Exercise passage
3. Sliding Window Attention

Used in models like LongFormer and BigBird:

def sliding_window_attention(query, key, value, window_size=512):
    batch_size, seq_len, head_dim = query.shape
    
    # Create attention mask for sliding window
    attention_mask = torch.zeros((seq_len, seq_len))
    for i in range(seq_len):
        window_start = max(0, i - window_size // 2)
        window_end = min(seq_len, i + window_size // 2)
        attention_mask[i, window_start:window_end] = 1
    
    # Compute attention scores and mask them
    attention_scores = torch.matmul(query, key.transpose(-1, -2))
    attention_scores = attention_scores.masked_fill(attention_mask == 0, -1e10)
    
    # Apply softmax and compute weighted values
    attention_weights = F.softmax(attention_scores, dim=-1)
    output = torch.matmul(attention_weights, value)
    
    return output

4. Chunked Attention (Block-Recurrent)

Processing sequences in manageable chunks while maintaining state:

def chunked_attention(sequence, chunk_size=1024, model=None):
    """Process a long sequence by chunks while preserving state."""
    chunks = [sequence[i:i+chunk_size] for i in range(0, len(sequence), chunk_size)]
    
    hidden_state = None
    outputs = []
    
    for chunk in chunks:
        # Process chunk with model, passing previous hidden state
        output, hidden_state = model(chunk, previous_state=hidden_state)
        outputs.append(output)
    
    return torch.cat(outputs, dim=1)

KV Caching for Efficient Inference

Key-Value (KV) caching is crucial for efficient processing of long contexts during inference:

class TransformerWithKVCache:
    def __init__(self, model):
        self.model = model
        self.kv_cache = None
    
    def generate(self, input_ids, max_length=100):
        batch_size = input_ids.shape[0]
        generated = input_ids.clone()
        
        # Initialize empty KV cache
        self.kv_cache = [{
            "k": None, "v": None
        } for _ in range(self.model.num_layers)]
        
        # First forward pass with the prompt
        outputs = self._forward_with_cache(input_ids)
        next_token_logits = outputs[:, -1, :]
        next_token = torch.argmax(next_token_logits, dim=-1, keepdim=True)
        generated = torch.cat([generated, next_token], dim=-1)
        
        # Generate remaining tokens one by one, using KV cache
        for _ in range(max_length - 1):
            # Forward pass with only the new token, using cached keys and values
            outputs = self._forward_with_cache(next_token)

Data under study
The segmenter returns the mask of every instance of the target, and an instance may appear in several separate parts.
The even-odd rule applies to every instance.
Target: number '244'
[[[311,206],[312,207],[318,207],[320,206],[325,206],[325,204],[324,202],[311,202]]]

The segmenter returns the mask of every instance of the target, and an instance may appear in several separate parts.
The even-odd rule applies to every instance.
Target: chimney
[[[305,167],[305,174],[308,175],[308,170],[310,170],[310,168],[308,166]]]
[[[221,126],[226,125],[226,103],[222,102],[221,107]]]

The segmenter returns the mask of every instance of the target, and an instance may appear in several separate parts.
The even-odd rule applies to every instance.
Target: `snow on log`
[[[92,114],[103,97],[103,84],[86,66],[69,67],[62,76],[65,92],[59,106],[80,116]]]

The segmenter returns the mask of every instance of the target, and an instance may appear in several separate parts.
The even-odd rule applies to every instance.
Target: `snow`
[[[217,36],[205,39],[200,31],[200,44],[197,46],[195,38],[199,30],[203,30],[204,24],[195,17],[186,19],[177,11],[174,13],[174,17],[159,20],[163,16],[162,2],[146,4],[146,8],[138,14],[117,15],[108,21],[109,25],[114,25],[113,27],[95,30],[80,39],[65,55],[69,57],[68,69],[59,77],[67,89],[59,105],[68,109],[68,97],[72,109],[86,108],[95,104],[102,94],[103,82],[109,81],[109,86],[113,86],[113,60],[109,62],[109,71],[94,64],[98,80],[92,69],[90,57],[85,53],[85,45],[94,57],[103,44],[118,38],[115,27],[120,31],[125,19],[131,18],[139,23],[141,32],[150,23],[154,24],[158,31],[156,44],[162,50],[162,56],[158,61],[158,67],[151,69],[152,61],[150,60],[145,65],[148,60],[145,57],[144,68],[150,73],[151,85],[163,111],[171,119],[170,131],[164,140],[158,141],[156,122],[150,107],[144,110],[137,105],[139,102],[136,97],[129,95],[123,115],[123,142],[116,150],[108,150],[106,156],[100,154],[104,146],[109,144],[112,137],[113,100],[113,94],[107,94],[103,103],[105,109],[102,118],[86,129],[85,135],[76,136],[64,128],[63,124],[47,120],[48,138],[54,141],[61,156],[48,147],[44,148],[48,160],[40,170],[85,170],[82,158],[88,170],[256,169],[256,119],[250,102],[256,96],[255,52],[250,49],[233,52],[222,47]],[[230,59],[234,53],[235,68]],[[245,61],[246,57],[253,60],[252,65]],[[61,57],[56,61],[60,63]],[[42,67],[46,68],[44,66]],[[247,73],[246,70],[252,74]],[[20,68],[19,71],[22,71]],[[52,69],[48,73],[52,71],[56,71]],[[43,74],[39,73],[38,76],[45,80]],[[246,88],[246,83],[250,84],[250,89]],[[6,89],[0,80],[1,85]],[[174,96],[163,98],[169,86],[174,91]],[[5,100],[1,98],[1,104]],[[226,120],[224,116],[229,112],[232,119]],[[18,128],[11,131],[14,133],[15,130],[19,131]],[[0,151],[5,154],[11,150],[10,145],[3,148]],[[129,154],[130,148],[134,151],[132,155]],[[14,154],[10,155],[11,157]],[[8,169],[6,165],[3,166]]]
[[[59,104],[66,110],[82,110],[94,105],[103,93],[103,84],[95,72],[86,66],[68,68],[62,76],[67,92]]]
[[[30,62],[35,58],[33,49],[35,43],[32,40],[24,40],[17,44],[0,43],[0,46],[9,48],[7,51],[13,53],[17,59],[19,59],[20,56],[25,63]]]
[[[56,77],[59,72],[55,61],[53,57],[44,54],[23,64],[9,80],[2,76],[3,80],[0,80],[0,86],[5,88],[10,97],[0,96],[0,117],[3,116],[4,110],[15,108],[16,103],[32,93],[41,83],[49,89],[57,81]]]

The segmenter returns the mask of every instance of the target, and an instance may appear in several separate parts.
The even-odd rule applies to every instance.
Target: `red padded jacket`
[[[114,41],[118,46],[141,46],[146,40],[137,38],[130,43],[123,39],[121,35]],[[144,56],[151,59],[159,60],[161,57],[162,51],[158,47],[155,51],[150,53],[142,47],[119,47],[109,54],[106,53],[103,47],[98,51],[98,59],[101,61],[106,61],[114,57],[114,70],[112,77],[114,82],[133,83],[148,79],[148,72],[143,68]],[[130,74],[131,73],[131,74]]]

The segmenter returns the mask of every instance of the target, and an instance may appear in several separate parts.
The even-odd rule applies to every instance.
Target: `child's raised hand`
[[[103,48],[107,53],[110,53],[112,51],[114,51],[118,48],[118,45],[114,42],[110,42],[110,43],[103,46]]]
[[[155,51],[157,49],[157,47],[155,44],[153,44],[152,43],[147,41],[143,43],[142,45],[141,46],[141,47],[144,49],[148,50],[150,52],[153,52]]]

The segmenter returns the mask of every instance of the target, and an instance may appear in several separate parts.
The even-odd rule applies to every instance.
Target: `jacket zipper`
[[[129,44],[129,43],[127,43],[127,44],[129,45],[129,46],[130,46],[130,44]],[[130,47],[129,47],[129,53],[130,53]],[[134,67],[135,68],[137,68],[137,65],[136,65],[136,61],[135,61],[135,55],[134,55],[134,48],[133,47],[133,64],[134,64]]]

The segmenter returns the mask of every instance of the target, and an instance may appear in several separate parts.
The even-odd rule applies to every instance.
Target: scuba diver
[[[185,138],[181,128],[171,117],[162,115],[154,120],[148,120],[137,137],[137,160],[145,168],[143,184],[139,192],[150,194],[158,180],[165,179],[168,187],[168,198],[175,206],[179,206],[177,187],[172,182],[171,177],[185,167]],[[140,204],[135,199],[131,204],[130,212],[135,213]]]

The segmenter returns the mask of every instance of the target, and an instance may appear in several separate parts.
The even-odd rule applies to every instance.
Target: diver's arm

Tasks to perform
A) Repeat word for word the part of the long-context attention passage that opens with "# Initialize empty" and closes with "outputs = self._forward_with_cache(input_ids)".
B) According to the long-context attention passage, which models use sliding window attention?
C) Continue the long-context attention passage, starting right after its last line, the forward pass on the new token inside the generation loop.

Answers in order
A)
# Initialize empty KV cache
        self.kv_cache = [{
            "k": None, "v": None
        } for _ in range(self.model.num_layers)]
        
        # First forward pass with the prompt
        outputs = self._forward_with_cache(input_ids)

B) LongFormer and BigBird

C)
            next_token_logits = outputs[:, -1, :]
            next_token = torch.argmax(next_token_logits, dim=-1, keepdim=True)
            generated = torch.cat([generated, next_token], dim=-1)
        
        return generated
    
    def _forward_with_cache(self, input_ids):
        """Forward pass using and updating KV cache."""
        hidden_states = self.model.embed(input_ids)
        
        for i, layer in enumerate(self.model.layers):
            cache = self.kv_cache[i]
            
            # Get current K, V for this layer
            q, k, v = layer.self_attention.qkv_proj(hidden_states).chunk(3, dim=-1)
            
            if cache["k"] is not None:
                # Concatenate with cached keys and values
                k = torch.cat([cache["k"], k], dim=1)
                v = torch.cat([cache["v"], v], dim=1)
            
            # Update cache
            cache["k"] = k
            cache["v"] = v
            
            # Compute attention with full key/value history
            attn_output = layer.self_attention(q, k, v)
            hidden_states = layer.mlp(attn_output) + attn_output
        
        return self.model.lm_head(hidden_states)

KV caching dramatically improves inference speed by:

  • Avoiding redundant computations for already-processed tokens
  • Reducing memory bandwidth requirements
  • Enabling efficient autoregressive generation

However, it also increases memory usage proportionally to context length.

Memory Scaling Challenges

Memory usage increases linearly with context length due to:

  1. Activations: The intermediate outputs of each attention layer
  2. KV Cache: Stored key and value projections for previously processed tokens
  3. Gradient Accumulation: When fine-tuning with long contexts

The memory required for a model with embedding dimension d, and context length n:

Memory = 4 × layers × heads × d × n bytes

For a model like GPT-4 with approximately:

  • 96 layers
  • 96 attention heads
  • Embedding dimension of 12,288
  • 32K context

Memory usage for KV cache alone:

4 × 96 × 96 × 12,288 × 32,000 / (1024³) ≈ 13.5 GB

Context Window Optimization Techniques

1. Content Compression and Chunking

Efficiently select what goes into the context window:

def optimize_context(documents, query, max_tokens=8000):
    """Optimize document selection to fit context window."""
    # Step 1: Chunk documents into smaller segments
    chunks = []
    for doc in documents:
        doc_chunks = chunk_document(doc, chunk_size=512)
        chunks.extend(doc_chunks)
    
    # Step 2: Compute embeddings for query and chunks
    query_embedding = embedding_model.encode(query)
    chunk_embeddings = embedding_model.encode(chunks)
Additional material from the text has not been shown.